• Extract provided

· · ·

## Topic Modeling through Latent Dirichlet Allocation (LDA)

**Outline**

* [Introduction](#intro)
* [Example](#exp)
* [Airbnb use case](#use case)
* [References](#ref)

In [20]:
import os, glob
import pandas as pd
import numpy as np
import re, string
# construct the dictionary without loading all texts into memory
from six import iteritems

from nltk.tokenize import word_tokenize
from nltk.corpus import stopwords
from nltk.stem import WordNetLemmatizer
from gensim import corpora
from gensim.models.ldamodel import LdaModel
import pickle
from gensim.test.utils import datapath

## <a id="data">Introduction and Dataset</a>

**What is LDA model?**
LDA represents documents as **mixture of topics** that spits out words with certain probabilities. It is a bag-of-words model.

**What does LDA do?**
It is a way of automatically discovering **topics** that sentences contain and is unsuperivised learning.

**LDA model assumption of how documents are written**
It assumes that when writing each document, you:

* decide on the number of words N the document will have (say, to a Poisson distribution)
* choose a topic mixture for the document ex: have a document to be about 1/3 food and 2/3 animals
* generate each word w_i in the document by:
    + first picking a topic (based on the topic's multinomial distribution)
    + use the topic to generate the word itself

Assuming this generative model for a collection of documents, LDA then tries to backtrack from the documents to find a set of topics that are likely to have generated the collection.

**How does LDA learn?**

Below is an example where we have 5 documents, and we wanted to choose 2 topics to discover, then use LDA to learn the topic representation of each document and the words associated to each topic. How do you do this?

· · ·

• Entries supplied
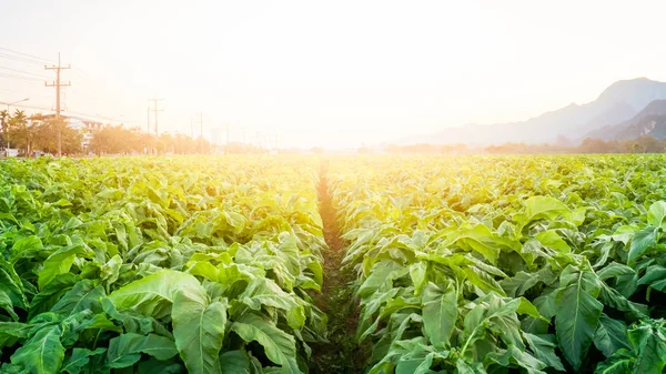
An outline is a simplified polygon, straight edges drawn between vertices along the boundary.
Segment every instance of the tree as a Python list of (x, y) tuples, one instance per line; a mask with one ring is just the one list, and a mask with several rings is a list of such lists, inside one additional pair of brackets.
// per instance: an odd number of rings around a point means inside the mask
[(9, 143), (6, 144), (6, 142), (9, 141), (9, 138), (7, 137), (7, 131), (9, 130), (9, 118), (10, 114), (8, 110), (0, 111), (0, 130), (2, 131), (2, 144), (7, 148), (9, 148)]
[(41, 114), (33, 115), (30, 120), (26, 117), (26, 112), (17, 110), (14, 115), (8, 120), (8, 135), (14, 146), (23, 150), (23, 154), (30, 154), (32, 142)]

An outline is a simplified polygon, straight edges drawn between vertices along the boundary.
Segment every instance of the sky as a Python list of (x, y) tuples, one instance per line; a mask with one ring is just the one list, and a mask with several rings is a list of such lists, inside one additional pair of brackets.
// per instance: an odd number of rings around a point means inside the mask
[(0, 102), (51, 111), (43, 64), (60, 52), (71, 113), (145, 129), (157, 95), (160, 132), (198, 135), (202, 113), (220, 142), (229, 127), (231, 141), (372, 145), (528, 119), (620, 79), (666, 81), (665, 12), (612, 0), (0, 0)]

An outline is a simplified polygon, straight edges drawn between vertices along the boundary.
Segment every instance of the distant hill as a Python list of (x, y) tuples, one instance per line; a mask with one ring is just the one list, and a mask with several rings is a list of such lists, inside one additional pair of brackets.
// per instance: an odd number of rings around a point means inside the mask
[(654, 100), (630, 120), (605, 125), (585, 138), (604, 140), (630, 140), (643, 135), (666, 138), (666, 100)]
[(543, 143), (558, 137), (582, 140), (585, 134), (605, 125), (634, 118), (654, 100), (666, 100), (666, 83), (647, 78), (623, 80), (610, 84), (595, 101), (586, 104), (569, 104), (519, 122), (446, 128), (434, 134), (405, 138), (400, 143)]

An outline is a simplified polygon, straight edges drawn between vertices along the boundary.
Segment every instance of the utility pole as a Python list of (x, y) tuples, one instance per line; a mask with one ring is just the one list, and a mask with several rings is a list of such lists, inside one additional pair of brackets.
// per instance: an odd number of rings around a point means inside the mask
[(203, 112), (199, 112), (199, 143), (201, 154), (203, 154)]
[(149, 100), (149, 101), (152, 101), (153, 105), (154, 105), (153, 111), (155, 112), (155, 137), (160, 135), (160, 131), (159, 131), (160, 129), (158, 128), (158, 112), (163, 112), (164, 110), (158, 109), (158, 101), (162, 101), (162, 100), (164, 100), (164, 99), (158, 99), (157, 94), (155, 94), (154, 99)]
[(229, 155), (229, 123), (226, 125), (226, 145), (224, 146), (224, 155)]
[(60, 64), (60, 52), (58, 52), (58, 65), (44, 65), (46, 70), (56, 70), (56, 81), (54, 82), (44, 82), (46, 87), (54, 87), (56, 88), (56, 124), (58, 127), (58, 156), (62, 156), (62, 124), (60, 123), (60, 88), (72, 85), (71, 82), (62, 83), (60, 81), (60, 71), (71, 69), (72, 65), (68, 64), (63, 67)]

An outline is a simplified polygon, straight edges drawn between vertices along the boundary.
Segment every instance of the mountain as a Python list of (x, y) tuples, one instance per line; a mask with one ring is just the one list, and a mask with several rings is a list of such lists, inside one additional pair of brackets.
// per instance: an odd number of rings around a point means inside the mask
[(643, 135), (666, 138), (666, 100), (654, 100), (630, 120), (605, 125), (585, 138), (630, 140)]
[(446, 128), (434, 134), (403, 139), (401, 143), (483, 145), (505, 142), (553, 142), (558, 137), (583, 139), (584, 134), (604, 125), (627, 121), (649, 102), (664, 99), (666, 99), (665, 82), (647, 78), (623, 80), (610, 84), (595, 101), (586, 104), (573, 103), (525, 121)]

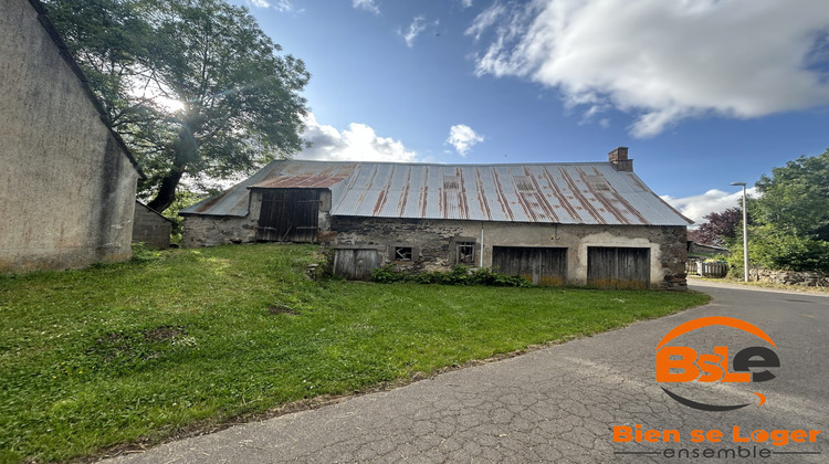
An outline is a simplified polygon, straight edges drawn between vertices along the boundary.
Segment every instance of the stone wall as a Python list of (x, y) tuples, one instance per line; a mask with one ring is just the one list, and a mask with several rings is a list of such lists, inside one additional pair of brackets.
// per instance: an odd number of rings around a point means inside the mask
[(149, 209), (146, 204), (135, 202), (133, 218), (133, 243), (144, 243), (156, 249), (170, 246), (172, 221)]
[(829, 275), (816, 272), (748, 270), (748, 280), (784, 285), (829, 287)]
[(138, 171), (45, 17), (0, 11), (0, 272), (129, 259)]
[[(483, 231), (483, 239), (482, 239)], [(332, 218), (325, 243), (336, 247), (375, 246), (386, 263), (437, 271), (450, 268), (450, 240), (475, 241), (475, 265), (492, 265), (493, 246), (554, 246), (567, 249), (567, 283), (587, 283), (589, 246), (648, 247), (653, 288), (683, 288), (686, 242), (684, 226), (565, 225), (475, 221), (437, 221), (384, 218)], [(481, 255), (483, 243), (483, 256)], [(410, 246), (410, 262), (392, 260), (396, 246)]]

· · ·

• Tasks
• a. Please list every entry in the outline at the top of the LDA notebook.
• b. Carry the LDA notebook forward from its final line, walking through how LDA would learn the two topics for the five documents.
The listing can be left aside.

• Responses for each task
• a. Introduction, Example, Airbnb use case, References

• b.
One method is using collapsed Gibbs sampling:

* go through each document, and randomly assign each word in the document to one of the K topics.
    * This random assignment already gives you both topic representations to all the documents and word distributions of all the topics (although not very good)
* to improve on the random guessing, for each document d_i:
    * go through each word w_i in d_i:
        * for each topic t, compute two things:
            * p(topic t | document d_i) = prop of words in d_i that are currently assigned to topic t
            * p(word w_i | topic t) = prop of assignments to topic t over all documents that come from this word w_i
            * Reassign with a new topic, where we choose topic t with probability p(topic t | document d_i) * p(word w_i | topic t)
            * In other words, we are assuming that all topic assignments except for the current word in question are correct, then update the assignment of the current word using our model of how docs are generated.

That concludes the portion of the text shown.